== EXERCISE PROMPT ==
Using the records that follow, copy every line containing the word "positive".

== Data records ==
━━━━━━━━━━━━━━━━
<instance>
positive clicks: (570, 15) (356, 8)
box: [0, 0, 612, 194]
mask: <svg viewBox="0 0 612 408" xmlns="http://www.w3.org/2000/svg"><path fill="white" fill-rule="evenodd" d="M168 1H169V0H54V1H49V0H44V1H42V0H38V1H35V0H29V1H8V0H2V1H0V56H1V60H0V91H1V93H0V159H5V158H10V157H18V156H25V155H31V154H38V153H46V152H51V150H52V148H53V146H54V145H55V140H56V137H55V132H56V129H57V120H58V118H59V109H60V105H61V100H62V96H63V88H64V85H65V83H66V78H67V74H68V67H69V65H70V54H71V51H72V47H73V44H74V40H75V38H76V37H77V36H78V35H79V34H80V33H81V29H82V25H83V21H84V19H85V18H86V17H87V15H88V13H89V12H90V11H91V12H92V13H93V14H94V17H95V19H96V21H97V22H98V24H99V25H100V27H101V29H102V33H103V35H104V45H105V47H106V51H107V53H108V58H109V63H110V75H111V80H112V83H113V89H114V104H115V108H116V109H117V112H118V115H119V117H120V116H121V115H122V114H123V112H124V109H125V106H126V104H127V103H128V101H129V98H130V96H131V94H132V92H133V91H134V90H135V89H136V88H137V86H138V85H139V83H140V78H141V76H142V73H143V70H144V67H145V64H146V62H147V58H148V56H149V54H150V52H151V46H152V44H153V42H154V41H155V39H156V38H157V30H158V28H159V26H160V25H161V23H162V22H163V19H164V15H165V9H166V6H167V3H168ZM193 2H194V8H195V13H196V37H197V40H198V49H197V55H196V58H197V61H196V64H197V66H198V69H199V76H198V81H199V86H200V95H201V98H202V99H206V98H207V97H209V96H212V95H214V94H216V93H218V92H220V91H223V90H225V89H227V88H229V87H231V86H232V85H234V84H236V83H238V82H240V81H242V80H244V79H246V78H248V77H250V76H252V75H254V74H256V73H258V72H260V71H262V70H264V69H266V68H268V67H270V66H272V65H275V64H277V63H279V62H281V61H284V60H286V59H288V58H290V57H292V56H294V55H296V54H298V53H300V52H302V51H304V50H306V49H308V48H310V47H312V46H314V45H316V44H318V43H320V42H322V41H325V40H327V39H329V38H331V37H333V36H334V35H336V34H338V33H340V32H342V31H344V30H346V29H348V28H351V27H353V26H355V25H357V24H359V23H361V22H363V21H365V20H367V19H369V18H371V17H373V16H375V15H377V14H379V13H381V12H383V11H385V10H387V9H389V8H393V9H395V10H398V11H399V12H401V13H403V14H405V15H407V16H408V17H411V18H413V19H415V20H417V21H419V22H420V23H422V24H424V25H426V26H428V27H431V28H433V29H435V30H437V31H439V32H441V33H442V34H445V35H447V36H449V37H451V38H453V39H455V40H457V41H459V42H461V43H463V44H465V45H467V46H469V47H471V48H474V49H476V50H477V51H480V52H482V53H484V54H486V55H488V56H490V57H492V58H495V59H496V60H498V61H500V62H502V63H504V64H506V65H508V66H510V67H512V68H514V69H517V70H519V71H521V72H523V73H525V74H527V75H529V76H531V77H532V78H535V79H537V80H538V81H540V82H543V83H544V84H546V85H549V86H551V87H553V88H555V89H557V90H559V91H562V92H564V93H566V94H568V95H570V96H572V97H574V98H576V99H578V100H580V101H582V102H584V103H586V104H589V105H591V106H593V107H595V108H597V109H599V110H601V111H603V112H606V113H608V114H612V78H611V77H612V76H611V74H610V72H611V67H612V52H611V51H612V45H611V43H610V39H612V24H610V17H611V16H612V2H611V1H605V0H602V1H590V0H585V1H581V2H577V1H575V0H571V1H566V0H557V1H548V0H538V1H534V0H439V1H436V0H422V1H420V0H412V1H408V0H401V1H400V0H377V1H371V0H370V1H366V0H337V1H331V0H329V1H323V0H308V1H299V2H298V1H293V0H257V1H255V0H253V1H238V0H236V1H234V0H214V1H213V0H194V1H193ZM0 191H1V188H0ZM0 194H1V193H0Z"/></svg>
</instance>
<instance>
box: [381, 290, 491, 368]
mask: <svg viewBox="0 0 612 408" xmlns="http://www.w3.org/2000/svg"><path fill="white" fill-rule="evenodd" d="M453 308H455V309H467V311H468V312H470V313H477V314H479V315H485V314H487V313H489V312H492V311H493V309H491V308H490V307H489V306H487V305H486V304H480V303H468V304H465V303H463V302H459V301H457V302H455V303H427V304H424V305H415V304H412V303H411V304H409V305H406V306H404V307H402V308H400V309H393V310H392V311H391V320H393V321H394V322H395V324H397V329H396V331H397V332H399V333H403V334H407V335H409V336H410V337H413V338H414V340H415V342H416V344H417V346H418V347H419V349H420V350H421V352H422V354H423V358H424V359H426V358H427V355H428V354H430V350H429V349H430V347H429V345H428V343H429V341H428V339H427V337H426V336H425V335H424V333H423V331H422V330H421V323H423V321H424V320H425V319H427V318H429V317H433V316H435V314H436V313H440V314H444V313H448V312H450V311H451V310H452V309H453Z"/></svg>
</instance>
━━━━━━━━━━━━━━━━
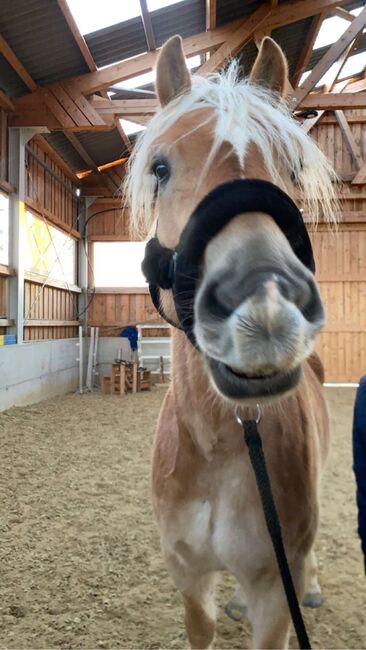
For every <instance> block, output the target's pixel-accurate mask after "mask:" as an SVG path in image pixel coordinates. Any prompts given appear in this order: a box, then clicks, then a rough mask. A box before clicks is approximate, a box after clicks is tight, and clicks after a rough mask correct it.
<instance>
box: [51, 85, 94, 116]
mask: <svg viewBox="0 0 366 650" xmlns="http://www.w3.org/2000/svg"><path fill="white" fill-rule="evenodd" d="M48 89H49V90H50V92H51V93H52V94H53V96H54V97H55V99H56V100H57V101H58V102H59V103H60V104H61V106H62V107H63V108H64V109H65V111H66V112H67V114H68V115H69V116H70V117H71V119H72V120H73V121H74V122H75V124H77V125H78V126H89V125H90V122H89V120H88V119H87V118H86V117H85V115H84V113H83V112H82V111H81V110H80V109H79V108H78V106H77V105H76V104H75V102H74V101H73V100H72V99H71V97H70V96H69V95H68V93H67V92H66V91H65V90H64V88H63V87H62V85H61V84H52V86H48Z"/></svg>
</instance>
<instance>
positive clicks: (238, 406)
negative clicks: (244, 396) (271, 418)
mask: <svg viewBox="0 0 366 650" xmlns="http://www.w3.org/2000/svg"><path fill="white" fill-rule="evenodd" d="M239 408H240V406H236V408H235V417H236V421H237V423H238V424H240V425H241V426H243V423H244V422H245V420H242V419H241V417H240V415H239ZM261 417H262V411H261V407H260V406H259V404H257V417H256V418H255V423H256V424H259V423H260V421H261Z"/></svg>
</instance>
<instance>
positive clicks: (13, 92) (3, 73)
━━━━━━━━━━━━━━━━
== YOUR SOLUTION ==
positive clicks: (570, 15) (356, 8)
positive clicks: (238, 406)
positive clicks: (13, 92) (3, 73)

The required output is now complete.